** LISTING **
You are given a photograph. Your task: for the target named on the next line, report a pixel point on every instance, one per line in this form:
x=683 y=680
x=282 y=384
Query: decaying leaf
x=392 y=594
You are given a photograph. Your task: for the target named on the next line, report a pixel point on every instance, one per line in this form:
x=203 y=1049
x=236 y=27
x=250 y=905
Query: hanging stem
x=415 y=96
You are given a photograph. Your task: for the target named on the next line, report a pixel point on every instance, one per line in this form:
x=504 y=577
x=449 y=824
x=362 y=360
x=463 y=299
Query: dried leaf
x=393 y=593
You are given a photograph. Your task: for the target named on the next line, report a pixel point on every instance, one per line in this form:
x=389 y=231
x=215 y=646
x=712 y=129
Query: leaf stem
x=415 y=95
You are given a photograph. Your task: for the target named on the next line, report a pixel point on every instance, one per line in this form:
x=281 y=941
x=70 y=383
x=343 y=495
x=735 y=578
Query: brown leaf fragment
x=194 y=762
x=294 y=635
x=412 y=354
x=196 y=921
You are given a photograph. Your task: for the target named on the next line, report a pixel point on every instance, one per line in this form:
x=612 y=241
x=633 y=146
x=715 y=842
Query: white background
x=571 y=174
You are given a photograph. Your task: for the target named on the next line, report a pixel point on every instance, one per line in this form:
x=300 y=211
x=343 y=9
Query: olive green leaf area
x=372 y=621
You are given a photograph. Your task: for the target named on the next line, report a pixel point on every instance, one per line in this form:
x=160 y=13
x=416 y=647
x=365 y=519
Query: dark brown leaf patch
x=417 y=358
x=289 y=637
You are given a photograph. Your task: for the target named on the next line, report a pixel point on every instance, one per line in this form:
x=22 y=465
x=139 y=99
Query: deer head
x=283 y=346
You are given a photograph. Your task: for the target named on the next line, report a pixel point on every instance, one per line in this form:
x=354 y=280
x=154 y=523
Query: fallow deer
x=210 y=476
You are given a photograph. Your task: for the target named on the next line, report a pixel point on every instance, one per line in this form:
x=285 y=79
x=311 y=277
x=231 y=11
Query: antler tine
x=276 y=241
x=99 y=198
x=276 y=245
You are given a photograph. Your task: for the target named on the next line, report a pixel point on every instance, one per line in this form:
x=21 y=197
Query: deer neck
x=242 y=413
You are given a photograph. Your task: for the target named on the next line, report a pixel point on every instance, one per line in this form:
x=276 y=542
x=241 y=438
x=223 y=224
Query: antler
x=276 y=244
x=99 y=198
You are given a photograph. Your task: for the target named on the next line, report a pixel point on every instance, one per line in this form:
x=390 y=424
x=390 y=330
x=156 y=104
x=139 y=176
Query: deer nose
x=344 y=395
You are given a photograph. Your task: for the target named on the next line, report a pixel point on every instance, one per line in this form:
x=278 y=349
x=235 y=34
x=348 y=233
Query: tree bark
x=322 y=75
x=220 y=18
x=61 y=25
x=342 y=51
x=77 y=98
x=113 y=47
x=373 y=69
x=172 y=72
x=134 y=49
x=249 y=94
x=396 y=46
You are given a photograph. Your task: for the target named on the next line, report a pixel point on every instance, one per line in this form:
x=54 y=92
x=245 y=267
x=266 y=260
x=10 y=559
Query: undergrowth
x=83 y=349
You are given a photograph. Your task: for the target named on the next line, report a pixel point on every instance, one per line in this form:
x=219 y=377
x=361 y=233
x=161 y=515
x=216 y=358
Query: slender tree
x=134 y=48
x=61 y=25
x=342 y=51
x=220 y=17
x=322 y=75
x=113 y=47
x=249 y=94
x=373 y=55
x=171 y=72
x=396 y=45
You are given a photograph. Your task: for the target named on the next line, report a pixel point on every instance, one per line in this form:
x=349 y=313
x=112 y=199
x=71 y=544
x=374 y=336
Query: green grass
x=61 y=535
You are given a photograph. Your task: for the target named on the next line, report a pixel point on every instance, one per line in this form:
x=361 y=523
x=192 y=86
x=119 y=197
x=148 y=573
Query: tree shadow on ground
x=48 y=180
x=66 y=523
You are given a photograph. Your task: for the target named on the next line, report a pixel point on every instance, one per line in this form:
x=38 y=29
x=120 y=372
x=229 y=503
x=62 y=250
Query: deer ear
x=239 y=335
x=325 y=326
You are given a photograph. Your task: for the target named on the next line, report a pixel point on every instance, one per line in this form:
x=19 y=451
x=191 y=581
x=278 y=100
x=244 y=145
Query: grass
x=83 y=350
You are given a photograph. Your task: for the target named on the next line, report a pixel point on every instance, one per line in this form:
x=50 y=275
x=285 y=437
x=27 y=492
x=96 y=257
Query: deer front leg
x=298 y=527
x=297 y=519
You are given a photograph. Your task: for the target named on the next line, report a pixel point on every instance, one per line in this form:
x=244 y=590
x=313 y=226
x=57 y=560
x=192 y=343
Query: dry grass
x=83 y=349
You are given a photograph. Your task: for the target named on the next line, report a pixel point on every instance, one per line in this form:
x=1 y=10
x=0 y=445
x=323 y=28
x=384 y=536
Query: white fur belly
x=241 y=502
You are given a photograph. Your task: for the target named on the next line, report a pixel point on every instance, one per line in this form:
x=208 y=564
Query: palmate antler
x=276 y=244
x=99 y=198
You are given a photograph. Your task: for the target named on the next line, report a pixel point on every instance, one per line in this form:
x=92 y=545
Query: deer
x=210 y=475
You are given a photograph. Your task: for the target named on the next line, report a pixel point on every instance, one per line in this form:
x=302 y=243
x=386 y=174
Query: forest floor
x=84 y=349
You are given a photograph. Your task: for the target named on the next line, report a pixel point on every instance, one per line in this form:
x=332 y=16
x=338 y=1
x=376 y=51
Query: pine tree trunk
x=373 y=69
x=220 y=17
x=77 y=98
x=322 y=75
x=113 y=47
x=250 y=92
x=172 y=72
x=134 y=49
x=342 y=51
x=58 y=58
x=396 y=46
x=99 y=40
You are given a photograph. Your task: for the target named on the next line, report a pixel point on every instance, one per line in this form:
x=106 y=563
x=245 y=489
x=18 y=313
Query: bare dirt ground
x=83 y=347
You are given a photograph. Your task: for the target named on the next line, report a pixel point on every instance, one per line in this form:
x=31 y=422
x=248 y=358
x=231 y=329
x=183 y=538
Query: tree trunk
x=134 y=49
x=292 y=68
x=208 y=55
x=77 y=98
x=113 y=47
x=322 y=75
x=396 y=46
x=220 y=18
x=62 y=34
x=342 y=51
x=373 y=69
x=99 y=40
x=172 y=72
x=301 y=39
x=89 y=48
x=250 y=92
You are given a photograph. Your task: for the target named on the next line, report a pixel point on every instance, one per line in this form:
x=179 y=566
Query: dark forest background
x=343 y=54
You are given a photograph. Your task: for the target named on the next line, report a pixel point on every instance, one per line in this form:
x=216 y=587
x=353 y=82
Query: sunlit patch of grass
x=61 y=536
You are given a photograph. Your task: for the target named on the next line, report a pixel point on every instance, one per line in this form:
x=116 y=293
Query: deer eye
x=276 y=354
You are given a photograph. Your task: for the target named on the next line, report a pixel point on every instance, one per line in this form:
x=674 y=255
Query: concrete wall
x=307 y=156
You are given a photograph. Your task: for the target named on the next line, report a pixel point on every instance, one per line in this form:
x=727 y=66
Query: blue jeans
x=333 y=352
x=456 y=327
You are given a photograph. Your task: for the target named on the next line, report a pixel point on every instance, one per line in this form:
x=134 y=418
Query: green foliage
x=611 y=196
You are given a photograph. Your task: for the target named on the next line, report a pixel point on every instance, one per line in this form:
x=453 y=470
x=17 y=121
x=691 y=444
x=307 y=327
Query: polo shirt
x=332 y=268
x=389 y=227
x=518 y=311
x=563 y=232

** WHAT THE TASK REQUIRES **
Please update these lines, replacing "pixel point" with "coordinate" throughout and changing nothing else.

** SOLUTION **
You are given a photograph. Your task: for the target named on the next line, report a coordinate on every instance, one per line in this form:
x=683 y=680
x=282 y=384
Query: decaying leaf
x=392 y=594
You are given a photograph. Your task: for the target named on the next line, report a coordinate on every instance, one per line in this form:
x=203 y=1049
x=236 y=27
x=250 y=905
Query: hanging stem
x=415 y=96
You are given a photograph. Your task: for the target named on the next line, report a coordinate on every instance, one per line in this form:
x=504 y=577
x=449 y=824
x=362 y=360
x=463 y=299
Query: dried leaf
x=393 y=593
You are given a photograph. Your task: for the target named on the next line, report a coordinate on every instance, one per line in this form:
x=389 y=231
x=215 y=646
x=712 y=129
Query: leaf stem
x=415 y=95
You are given a photograph. Your task: for the target named on the next line, report a coordinate on every instance, one per line in this form:
x=281 y=941
x=70 y=383
x=343 y=495
x=735 y=578
Query: brown leaf fragment
x=194 y=762
x=294 y=635
x=412 y=354
x=196 y=921
You are given a photograph. Your task: for the target named on the next line, report a coordinate on every instance, one per line in this form:
x=612 y=241
x=633 y=146
x=715 y=842
Query: white background
x=571 y=174
You are given a photograph. Your task: for the target named on the next line, report a coordinate on every instance, one per line in this form:
x=300 y=211
x=343 y=9
Query: olive green leaf area
x=372 y=621
You are given a photograph. Your task: for the target named on the next line, report a coordinate on every instance, one per line in this form:
x=160 y=13
x=416 y=647
x=365 y=519
Query: dark brown leaf patch
x=417 y=358
x=289 y=637
You are given a photograph. Your task: for the target named on the next line, report a coordinate on every instance, one per line in this form:
x=22 y=465
x=139 y=99
Query: deer head
x=283 y=346
You are given a photograph. Your task: for the target named on the next line, report a coordinate on every instance, one per line in this form:
x=354 y=280
x=154 y=523
Query: fallow deer
x=210 y=476
You are given a photograph. Your task: for the target named on the next line, report a coordinate on every instance, one per line in this form:
x=285 y=79
x=311 y=277
x=231 y=11
Query: antler tine
x=276 y=241
x=99 y=198
x=276 y=245
You are given a photograph. Your task: for the target named on the next line, report a coordinate on every instance, one per line in this form:
x=21 y=197
Query: deer neck
x=242 y=413
You are given a photograph. Your task: for the target named on the next line, report a coordinate on every instance, one per line in this form:
x=276 y=542
x=241 y=438
x=223 y=224
Query: antler
x=276 y=244
x=99 y=198
You are given a photograph. Your task: for the target named on the next line, report a coordinate on every instance, one per line in this form:
x=390 y=424
x=390 y=330
x=156 y=104
x=139 y=176
Query: deer nose
x=344 y=395
You are given a photograph. Your task: for the target named on the next line, report a coordinate on every instance, one per line in this form:
x=278 y=349
x=235 y=34
x=348 y=233
Query: tree bark
x=322 y=75
x=220 y=18
x=61 y=25
x=342 y=51
x=77 y=98
x=113 y=47
x=373 y=69
x=172 y=72
x=134 y=49
x=249 y=94
x=396 y=46
You are given a photograph. Your task: for the target named on the next line, report a coordinate on every instance, one per line in this form:
x=54 y=92
x=245 y=267
x=266 y=260
x=10 y=559
Query: undergrowth
x=83 y=349
You are given a photograph. Your task: for the target named on the next line, report a coordinate on every instance, one per line in this form:
x=219 y=377
x=361 y=233
x=161 y=515
x=216 y=358
Query: slender tree
x=134 y=48
x=61 y=25
x=342 y=51
x=220 y=17
x=322 y=75
x=113 y=47
x=249 y=94
x=373 y=55
x=171 y=72
x=396 y=45
You are given a photograph. Your task: for the target named on the next line, report a coordinate on every instance, one per line in this form:
x=349 y=313
x=112 y=199
x=71 y=544
x=374 y=336
Query: green grass
x=61 y=535
You are given a photograph. Your task: for the target named on the next line, report a coordinate on every instance, one per line in this form:
x=361 y=523
x=192 y=86
x=119 y=197
x=148 y=573
Query: tree shadow on ground
x=48 y=180
x=66 y=523
You are given a photograph. Your task: for the target named on the next line, report a coordinate on every instance, one per line in this form:
x=38 y=29
x=120 y=372
x=229 y=503
x=62 y=250
Query: deer ear
x=239 y=335
x=325 y=326
You are given a photograph. Your task: for the target named on the next line, report a coordinate on every instance, one per line in this form:
x=19 y=451
x=191 y=581
x=278 y=100
x=244 y=145
Query: grass
x=83 y=350
You are given a photograph. Your task: for the target named on the next line, report a coordinate on every instance, one per line in this form:
x=50 y=275
x=285 y=437
x=27 y=492
x=96 y=257
Query: deer front leg
x=298 y=527
x=297 y=519
You are given a photograph. Your task: for the target named on the next line, report a coordinate on every instance, one per line in this form:
x=244 y=590
x=313 y=226
x=57 y=560
x=192 y=343
Query: dry grass
x=83 y=349
You are given a photograph. Your task: for the target named on the next line, report a coordinate on every instance, one per line in this form:
x=1 y=10
x=0 y=445
x=323 y=28
x=384 y=536
Query: white fur belly
x=241 y=502
You are given a photograph. Your task: for the target named on the next line, report a coordinate on every instance, one per line in this form:
x=208 y=564
Query: palmate antler
x=276 y=244
x=99 y=198
You are given a photograph. Your task: for the target named on the next line, report a coordinate on every instance, one per line in this form:
x=92 y=545
Query: deer
x=210 y=475
You are given a photograph. Your task: for the target named on the next line, report a coordinate on every instance, one per line in this form:
x=302 y=243
x=386 y=174
Query: forest floor
x=84 y=349
You are given a photograph. Your task: for the target named on the next line, report a coordinate on every instance, one per line in this form:
x=332 y=16
x=338 y=1
x=376 y=51
Query: pine tree trunk
x=373 y=69
x=220 y=17
x=77 y=98
x=322 y=75
x=113 y=47
x=250 y=92
x=172 y=72
x=134 y=49
x=342 y=51
x=58 y=58
x=396 y=46
x=99 y=40
You are given a photograph. Your task: for the target named on the next line, report a coordinate on every instance, one per line in this form:
x=106 y=563
x=245 y=489
x=18 y=313
Query: bare dirt ground
x=83 y=347
You are given a photograph. Your task: for the target named on the next line, report a coordinate on every instance, one per line in this form:
x=31 y=422
x=248 y=358
x=231 y=329
x=183 y=538
Query: tree trunk
x=134 y=49
x=292 y=68
x=208 y=55
x=77 y=98
x=113 y=47
x=322 y=75
x=396 y=46
x=220 y=18
x=62 y=34
x=342 y=51
x=373 y=69
x=99 y=40
x=172 y=72
x=301 y=39
x=89 y=48
x=250 y=92
You are given a photograph. Your task: for the target named on the next line, report a coordinate on every instance, one per line in this form:
x=179 y=566
Query: dark forest background
x=343 y=54
You are given a photograph. Your task: for the target named on the next line, report a coordinate on every instance, one per line in this form:
x=216 y=587
x=353 y=82
Query: sunlit patch of grass
x=61 y=536
You are given a photograph. Your task: for the target named on the next line, report a coordinate on every instance, one per line in this form:
x=116 y=293
Query: deer eye
x=276 y=354
You are given a photograph. Your task: for the target named on the next line, report a coordinate on every instance, one per line in this form:
x=674 y=255
Query: concrete wall
x=307 y=156
You are given a photograph. Your task: for the target named on the next line, report a coordinate on every instance, one per line in this form:
x=727 y=66
Query: blue jeans
x=333 y=352
x=456 y=327
You are given a photograph. Your task: for the target named on the next line, report a coordinate on every instance, one per line in this form:
x=134 y=418
Query: green foliage
x=611 y=196
You are given a photograph. Your task: for the target named on the next line, report a coordinate on every instance, one per line in this form:
x=453 y=470
x=17 y=121
x=691 y=444
x=307 y=327
Query: polo shirt
x=332 y=268
x=389 y=227
x=518 y=311
x=563 y=232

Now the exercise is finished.